Work to do:
Write out every entry exactly as it appears.
***** Material supplied *****
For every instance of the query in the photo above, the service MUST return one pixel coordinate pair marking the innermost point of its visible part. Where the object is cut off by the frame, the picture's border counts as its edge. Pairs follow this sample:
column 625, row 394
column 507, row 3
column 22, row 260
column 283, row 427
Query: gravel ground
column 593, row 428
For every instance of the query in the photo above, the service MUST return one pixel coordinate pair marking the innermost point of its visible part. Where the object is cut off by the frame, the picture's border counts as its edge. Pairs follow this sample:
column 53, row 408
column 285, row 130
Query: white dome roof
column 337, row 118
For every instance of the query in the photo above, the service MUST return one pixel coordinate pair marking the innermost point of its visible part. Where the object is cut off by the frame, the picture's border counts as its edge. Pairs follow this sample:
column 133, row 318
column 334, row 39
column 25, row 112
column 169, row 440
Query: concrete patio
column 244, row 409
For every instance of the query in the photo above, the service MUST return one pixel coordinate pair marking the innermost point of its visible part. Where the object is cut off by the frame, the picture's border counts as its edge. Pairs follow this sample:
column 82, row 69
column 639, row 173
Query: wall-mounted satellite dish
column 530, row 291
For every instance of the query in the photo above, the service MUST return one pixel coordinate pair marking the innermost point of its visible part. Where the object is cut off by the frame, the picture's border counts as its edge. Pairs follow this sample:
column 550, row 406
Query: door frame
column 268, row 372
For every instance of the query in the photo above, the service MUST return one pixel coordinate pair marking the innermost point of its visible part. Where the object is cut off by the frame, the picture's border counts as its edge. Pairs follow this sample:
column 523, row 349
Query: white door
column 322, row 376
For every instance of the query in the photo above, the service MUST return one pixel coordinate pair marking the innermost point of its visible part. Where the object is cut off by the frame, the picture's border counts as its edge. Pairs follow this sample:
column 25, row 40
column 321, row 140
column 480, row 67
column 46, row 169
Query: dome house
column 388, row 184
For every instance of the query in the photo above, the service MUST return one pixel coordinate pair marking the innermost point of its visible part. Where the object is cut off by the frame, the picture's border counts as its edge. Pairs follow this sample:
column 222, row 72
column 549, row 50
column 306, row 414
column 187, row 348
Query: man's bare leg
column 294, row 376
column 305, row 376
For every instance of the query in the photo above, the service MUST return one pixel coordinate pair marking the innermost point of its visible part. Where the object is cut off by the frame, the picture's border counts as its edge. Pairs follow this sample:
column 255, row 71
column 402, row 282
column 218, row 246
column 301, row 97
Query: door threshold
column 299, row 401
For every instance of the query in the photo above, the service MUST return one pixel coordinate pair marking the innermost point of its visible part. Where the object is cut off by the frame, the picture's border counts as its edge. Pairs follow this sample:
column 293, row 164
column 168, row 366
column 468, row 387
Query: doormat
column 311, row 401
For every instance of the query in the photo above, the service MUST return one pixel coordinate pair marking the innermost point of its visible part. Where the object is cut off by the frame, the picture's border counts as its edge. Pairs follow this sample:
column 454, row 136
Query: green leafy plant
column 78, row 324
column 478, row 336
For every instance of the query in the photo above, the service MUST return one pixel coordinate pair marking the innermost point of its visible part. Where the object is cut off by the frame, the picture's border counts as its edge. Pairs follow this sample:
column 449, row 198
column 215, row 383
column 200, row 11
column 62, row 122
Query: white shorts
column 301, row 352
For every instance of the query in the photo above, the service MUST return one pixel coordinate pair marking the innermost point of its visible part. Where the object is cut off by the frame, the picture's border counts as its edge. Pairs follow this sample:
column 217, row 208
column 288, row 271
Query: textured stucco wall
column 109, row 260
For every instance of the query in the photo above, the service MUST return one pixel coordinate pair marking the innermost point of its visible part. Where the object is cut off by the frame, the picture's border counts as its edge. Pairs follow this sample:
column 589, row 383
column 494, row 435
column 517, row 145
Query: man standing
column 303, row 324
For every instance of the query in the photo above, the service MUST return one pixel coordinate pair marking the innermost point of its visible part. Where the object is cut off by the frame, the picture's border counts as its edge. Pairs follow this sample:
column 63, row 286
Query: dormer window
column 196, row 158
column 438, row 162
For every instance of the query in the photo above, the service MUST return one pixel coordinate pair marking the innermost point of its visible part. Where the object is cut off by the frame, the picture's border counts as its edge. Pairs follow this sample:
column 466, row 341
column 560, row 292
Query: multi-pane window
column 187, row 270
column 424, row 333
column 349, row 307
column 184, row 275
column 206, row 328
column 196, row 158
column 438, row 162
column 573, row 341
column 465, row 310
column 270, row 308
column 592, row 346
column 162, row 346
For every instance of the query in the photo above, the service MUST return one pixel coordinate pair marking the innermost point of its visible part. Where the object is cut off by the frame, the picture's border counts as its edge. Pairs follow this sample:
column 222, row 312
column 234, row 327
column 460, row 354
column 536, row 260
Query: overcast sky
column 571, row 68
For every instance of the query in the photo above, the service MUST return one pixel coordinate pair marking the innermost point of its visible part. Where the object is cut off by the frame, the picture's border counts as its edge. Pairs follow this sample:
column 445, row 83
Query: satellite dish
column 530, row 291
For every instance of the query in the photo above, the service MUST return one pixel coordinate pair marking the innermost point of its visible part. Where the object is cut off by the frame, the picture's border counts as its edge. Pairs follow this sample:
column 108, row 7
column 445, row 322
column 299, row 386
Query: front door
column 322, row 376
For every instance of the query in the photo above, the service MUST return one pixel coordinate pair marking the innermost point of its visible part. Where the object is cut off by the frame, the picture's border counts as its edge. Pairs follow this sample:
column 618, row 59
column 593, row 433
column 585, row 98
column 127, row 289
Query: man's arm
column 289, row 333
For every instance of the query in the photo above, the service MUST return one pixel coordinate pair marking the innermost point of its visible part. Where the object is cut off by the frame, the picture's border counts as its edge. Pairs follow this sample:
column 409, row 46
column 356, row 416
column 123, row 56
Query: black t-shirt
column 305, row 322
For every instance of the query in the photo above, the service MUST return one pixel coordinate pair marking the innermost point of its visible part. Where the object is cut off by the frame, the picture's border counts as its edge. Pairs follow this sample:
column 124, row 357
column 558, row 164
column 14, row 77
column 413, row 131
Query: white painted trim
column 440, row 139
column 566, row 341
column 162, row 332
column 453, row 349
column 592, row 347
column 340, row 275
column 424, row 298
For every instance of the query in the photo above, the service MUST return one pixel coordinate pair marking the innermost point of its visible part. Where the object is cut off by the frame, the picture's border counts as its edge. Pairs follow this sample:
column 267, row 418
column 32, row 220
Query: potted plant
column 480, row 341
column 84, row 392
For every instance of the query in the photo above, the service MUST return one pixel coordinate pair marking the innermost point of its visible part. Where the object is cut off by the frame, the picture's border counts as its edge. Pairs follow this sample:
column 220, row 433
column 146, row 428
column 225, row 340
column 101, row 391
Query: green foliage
*****
Reply:
For every instance of the query in the photo above, the service MUST return one pixel coordinate pair marking the innermost point of its visible part. Where the object is cut off by the frame, the picture's border counts as its edge. Pairs follow this sample:
column 625, row 394
column 507, row 3
column 22, row 260
column 283, row 427
Query: gravel ground
column 593, row 428
For every instance of the query in the photo above, the service MUST return one pixel coordinate pair marking the innermost point of its visible part. Where the object is cut off by the frame, the picture's border counts as its edge. Pairs follow this sample:
column 53, row 408
column 285, row 130
Query: white dome roof
column 337, row 118
For every instance of the query in the photo above, the service MUST return one pixel coordinate pair marking the innermost point of its visible part. Where the object is cut off by the frame, the picture's border counts as its edge. Pairs follow this sample:
column 133, row 318
column 334, row 39
column 25, row 112
column 169, row 440
Query: concrete patio
column 244, row 409
For every instance of the query in the photo above, the service MUST return one pixel coordinate pair marking the innermost point of its visible part. Where the object is cut off by the frame, the picture's border counts as its edge. Pairs follow this sample:
column 82, row 69
column 639, row 173
Query: wall-mounted satellite dish
column 530, row 291
For every instance of the query in the photo above, the service MUST return one pixel coordinate pair marking the innermost point of its visible part. Where the object is cut off by the frame, the picture's border counts as its edge. Pairs follow this sample:
column 550, row 406
Query: door frame
column 268, row 372
For every instance of the query in the photo above, the service MUST return one pixel coordinate pair marking the innermost point of its visible part. Where the object is cut off by the frame, the picture's border counts as its edge. Pairs follow this sample:
column 523, row 349
Query: white door
column 322, row 376
For every instance of the query in the photo above, the service MUST return one pixel coordinate pair marking the innermost point of its visible part. Where the object is cut off by the frame, the picture's border counts as its edge. Pairs follow this sample:
column 25, row 40
column 321, row 140
column 480, row 67
column 46, row 169
Query: dome house
column 388, row 184
For every instance of the query in the photo above, the service MUST return one pixel coordinate pair marking the innermost point of its visible part. Where the object is cut off by the frame, the picture's border counts as its edge. Pairs follow this sample:
column 222, row 72
column 549, row 50
column 306, row 414
column 187, row 348
Query: man's bare leg
column 294, row 376
column 305, row 376
For every instance of the query in the photo above, the service MUST return one pixel coordinate pair marking the innermost point of its visible part. Where the object is cut off by the frame, the picture's border counts as its edge. Pairs follow this sample:
column 255, row 71
column 402, row 282
column 218, row 246
column 301, row 97
Query: door threshold
column 299, row 401
For every instance of the query in the photo above, the service MUST return one pixel coordinate pair marking the innermost point of its visible part. Where the object is cut off by the frame, the picture's border counts as its edge. Pairs follow this sample:
column 293, row 164
column 168, row 366
column 468, row 387
Query: doormat
column 311, row 401
For every instance of the query in the photo above, the service MUST return one pixel coordinate pair marking the innermost point of its visible part. Where the object is cut off by the frame, the picture's border counts as its edge. Pairs follow this sample:
column 454, row 136
Query: green leafy plant
column 78, row 324
column 478, row 336
For every instance of the query in the photo above, the service MUST return one pixel coordinate pair marking the innermost point of its visible part. Where the object is cut off by the frame, the picture's border counts as its edge. Pairs follow this sample:
column 449, row 198
column 215, row 383
column 200, row 11
column 62, row 122
Query: white shorts
column 301, row 352
For every instance of the query in the photo above, the service MUST return one pixel coordinate pair marking the innermost point of its visible part. Where the object is cut off by the frame, the picture's border counts as its edge. Pairs follow this sample:
column 217, row 208
column 288, row 271
Query: textured stucco wall
column 109, row 260
For every instance of the query in the photo above, the service MUST return one pixel coordinate pair marking the innermost point of its visible part. Where the object is cut off by the frame, the picture's border counts as its edge. Pairs follow this sample:
column 589, row 383
column 494, row 435
column 517, row 145
Query: man standing
column 303, row 324
For every instance of the query in the photo above, the service MUST return one pixel coordinate pair marking the innermost point of its visible part. Where the object is cut off by the frame, the picture's border counts as its edge. Pairs follow this sample:
column 63, row 286
Query: dormer window
column 196, row 158
column 438, row 162
For every instance of the query in the photo above, the service MUST return one pixel coordinate pair marking the innermost point of its visible part. Where the object is cut off by the frame, the picture's border counts as its edge. Pairs follow this sample:
column 466, row 341
column 560, row 292
Query: multi-pane window
column 187, row 270
column 424, row 333
column 349, row 307
column 184, row 275
column 206, row 328
column 196, row 158
column 438, row 162
column 573, row 341
column 465, row 310
column 270, row 308
column 592, row 346
column 162, row 346
For every instance of the query in the photo above, the service MUST return one pixel coordinate pair marking the innermost point of its visible part. Where the object is cut off by the frame, the picture's border counts as its edge. Pairs follow this sample:
column 222, row 312
column 234, row 327
column 460, row 354
column 536, row 260
Query: overcast sky
column 571, row 68
For every instance of the query in the photo above, the service MUST return one pixel coordinate pair marking the innermost point of its visible part. Where the object is cut off by the frame, the picture's border counts as its edge. Pairs follow this sample:
column 445, row 83
Query: satellite dish
column 530, row 291
For every instance of the query in the photo above, the service MUST return one pixel coordinate pair marking the innermost point of its visible part. Where the object is cut off by the frame, the picture's border counts as its edge. Pairs follow this sample:
column 108, row 7
column 445, row 322
column 299, row 386
Query: front door
column 322, row 376
For every instance of the query in the photo above, the service MUST return one pixel coordinate pair marking the innermost point of its visible part. Where the object is cut off by the frame, the picture's border counts as its edge. Pairs follow this sample:
column 618, row 59
column 593, row 433
column 585, row 98
column 127, row 289
Query: man's arm
column 289, row 333
For every instance of the query in the photo above, the service MUST return one pixel coordinate pair marking the innermost point of its visible part. Where the object is cut off by the frame, the picture's border counts as its edge. Pairs follow this sample:
column 409, row 46
column 356, row 416
column 123, row 56
Query: black t-shirt
column 305, row 322
For every instance of the query in the photo above, the service MUST return one pixel coordinate pair marking the innermost point of its visible part. Where the object is cut off by the frame, the picture's border counts as its edge. Pairs follow this sample:
column 124, row 357
column 558, row 164
column 14, row 77
column 413, row 131
Query: white painted trim
column 440, row 139
column 566, row 341
column 162, row 332
column 453, row 349
column 592, row 347
column 340, row 275
column 424, row 298
For every instance of the query in the photo above, the service MUST return one pixel coordinate pair marking the innermost point of its visible part. Where the object is cut off by the frame, the picture's border counts as its edge. Pairs follow this sample:
column 267, row 418
column 32, row 220
Query: potted plant
column 480, row 341
column 84, row 392
For every instance of the query in the photo above, the service MUST return one pixel coordinate pair marking the innermost point of its visible part. Where the object is cut off by the frame, the picture's border counts as its edge. Pairs follow this sample:
column 220, row 433
column 146, row 428
column 225, row 340
column 101, row 391
Query: green foliage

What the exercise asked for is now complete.